Records provided:
⟨
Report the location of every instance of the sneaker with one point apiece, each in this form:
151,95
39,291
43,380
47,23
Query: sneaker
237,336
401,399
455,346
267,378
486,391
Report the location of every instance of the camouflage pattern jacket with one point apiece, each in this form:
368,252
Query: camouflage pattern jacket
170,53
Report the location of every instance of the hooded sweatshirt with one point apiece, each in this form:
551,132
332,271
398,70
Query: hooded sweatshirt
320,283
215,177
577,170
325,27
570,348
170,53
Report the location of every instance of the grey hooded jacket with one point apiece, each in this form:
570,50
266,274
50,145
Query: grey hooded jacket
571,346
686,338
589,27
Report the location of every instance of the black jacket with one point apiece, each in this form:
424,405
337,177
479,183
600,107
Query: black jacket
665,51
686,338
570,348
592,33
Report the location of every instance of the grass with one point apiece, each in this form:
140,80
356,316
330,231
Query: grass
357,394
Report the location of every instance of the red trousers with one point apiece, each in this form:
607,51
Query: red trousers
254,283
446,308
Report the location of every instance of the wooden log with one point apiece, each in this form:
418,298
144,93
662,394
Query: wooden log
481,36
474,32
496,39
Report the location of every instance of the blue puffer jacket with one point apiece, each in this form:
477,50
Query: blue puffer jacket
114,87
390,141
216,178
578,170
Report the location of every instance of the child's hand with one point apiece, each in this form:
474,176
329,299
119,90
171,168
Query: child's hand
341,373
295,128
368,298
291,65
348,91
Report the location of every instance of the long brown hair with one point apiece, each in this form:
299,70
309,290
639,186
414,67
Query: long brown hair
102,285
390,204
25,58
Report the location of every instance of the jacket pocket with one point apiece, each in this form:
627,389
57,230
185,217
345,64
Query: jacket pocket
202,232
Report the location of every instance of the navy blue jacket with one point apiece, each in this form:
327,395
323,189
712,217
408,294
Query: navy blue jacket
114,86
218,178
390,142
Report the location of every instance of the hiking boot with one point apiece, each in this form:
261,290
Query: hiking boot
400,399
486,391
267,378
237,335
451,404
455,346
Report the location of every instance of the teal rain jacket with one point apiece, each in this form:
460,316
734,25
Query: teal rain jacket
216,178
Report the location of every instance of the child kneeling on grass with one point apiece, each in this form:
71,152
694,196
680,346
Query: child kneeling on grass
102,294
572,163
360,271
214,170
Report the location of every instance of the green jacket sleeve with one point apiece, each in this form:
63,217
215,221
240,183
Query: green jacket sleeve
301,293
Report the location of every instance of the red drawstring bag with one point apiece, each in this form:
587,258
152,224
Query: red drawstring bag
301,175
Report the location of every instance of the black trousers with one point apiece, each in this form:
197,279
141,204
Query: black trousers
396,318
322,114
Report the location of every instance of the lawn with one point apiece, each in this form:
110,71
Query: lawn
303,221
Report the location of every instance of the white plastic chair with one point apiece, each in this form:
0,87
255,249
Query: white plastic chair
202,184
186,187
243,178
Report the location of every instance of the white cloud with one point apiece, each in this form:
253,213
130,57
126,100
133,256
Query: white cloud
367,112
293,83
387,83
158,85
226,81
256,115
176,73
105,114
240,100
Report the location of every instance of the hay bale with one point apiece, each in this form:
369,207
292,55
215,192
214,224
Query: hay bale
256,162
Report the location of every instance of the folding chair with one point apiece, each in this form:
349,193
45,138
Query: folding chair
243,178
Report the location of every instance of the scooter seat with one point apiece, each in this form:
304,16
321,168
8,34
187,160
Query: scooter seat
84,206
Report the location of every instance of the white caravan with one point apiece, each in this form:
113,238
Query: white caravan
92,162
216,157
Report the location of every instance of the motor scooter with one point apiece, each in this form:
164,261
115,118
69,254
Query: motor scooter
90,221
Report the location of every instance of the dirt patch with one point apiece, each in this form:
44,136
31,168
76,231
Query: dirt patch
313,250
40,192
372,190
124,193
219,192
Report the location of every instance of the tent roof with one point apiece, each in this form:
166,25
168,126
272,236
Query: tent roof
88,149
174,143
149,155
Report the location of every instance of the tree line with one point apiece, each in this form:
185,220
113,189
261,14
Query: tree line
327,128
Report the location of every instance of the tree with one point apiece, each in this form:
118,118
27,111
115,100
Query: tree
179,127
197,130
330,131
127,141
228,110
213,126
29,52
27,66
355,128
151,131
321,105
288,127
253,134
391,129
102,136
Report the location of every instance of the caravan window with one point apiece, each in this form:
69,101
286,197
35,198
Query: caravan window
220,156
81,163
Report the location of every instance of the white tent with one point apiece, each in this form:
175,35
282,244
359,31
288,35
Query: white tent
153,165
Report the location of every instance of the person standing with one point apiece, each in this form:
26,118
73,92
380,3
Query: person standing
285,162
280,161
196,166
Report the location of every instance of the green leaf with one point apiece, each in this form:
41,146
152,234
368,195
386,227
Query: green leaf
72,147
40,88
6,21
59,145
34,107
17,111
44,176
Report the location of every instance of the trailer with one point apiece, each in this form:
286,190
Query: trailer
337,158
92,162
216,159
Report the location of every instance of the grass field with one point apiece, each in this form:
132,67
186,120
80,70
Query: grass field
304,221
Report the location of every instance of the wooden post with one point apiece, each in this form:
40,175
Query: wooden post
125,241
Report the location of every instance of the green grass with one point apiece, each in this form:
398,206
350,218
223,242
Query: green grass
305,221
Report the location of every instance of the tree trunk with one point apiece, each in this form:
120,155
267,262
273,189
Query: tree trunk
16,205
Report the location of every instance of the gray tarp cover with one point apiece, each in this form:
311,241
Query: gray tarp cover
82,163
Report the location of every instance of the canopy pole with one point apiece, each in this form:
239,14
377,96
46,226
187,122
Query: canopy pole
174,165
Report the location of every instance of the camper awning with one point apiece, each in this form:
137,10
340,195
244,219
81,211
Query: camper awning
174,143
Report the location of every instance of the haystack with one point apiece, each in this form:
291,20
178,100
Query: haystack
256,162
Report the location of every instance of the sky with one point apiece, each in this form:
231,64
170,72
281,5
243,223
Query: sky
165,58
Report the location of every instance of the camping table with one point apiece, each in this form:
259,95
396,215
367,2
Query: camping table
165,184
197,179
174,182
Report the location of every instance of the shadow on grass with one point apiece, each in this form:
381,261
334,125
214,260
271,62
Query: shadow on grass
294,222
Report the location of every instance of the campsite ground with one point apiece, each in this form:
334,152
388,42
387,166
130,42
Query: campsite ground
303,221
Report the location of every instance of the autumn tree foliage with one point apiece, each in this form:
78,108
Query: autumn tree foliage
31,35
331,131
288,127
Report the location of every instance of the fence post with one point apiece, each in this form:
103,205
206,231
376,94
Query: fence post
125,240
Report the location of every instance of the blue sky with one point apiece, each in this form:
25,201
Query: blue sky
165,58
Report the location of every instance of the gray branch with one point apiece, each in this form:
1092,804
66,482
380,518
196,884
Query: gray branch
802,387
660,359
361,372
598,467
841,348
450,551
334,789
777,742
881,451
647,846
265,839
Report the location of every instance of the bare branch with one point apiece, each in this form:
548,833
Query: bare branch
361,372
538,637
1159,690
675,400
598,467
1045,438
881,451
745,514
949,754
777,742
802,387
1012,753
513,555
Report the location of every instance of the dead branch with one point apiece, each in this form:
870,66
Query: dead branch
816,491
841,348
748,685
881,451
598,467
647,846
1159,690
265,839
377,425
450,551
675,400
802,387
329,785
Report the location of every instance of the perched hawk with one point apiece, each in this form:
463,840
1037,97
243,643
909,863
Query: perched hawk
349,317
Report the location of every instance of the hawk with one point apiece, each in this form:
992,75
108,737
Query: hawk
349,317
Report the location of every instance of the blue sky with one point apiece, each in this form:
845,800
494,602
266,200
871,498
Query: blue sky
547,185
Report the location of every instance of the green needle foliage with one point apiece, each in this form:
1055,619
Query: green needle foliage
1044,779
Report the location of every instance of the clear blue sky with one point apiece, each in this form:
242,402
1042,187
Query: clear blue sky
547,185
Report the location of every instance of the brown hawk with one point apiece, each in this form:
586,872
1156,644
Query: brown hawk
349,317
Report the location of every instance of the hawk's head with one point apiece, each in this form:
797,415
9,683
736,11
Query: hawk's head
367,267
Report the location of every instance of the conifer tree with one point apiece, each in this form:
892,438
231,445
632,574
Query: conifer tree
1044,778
⟩
Description of the task:
Quote the rows word for word, starting with the line that contains "Report the location of every instance of the brown" and continuing through the last of the rows.

Written response:
Report the location of every instance of the brown hawk with one point apiece, each in this form:
586,872
1156,644
Query: brown hawk
349,317
Report the location of every instance of the hawk's head with one point apiece, each in this form:
797,415
9,683
736,11
Query: hawk's head
367,267
Report the location of every instance of the conifer tree with one point apiece, each in this form:
892,438
231,445
632,574
Query: conifer tree
1044,778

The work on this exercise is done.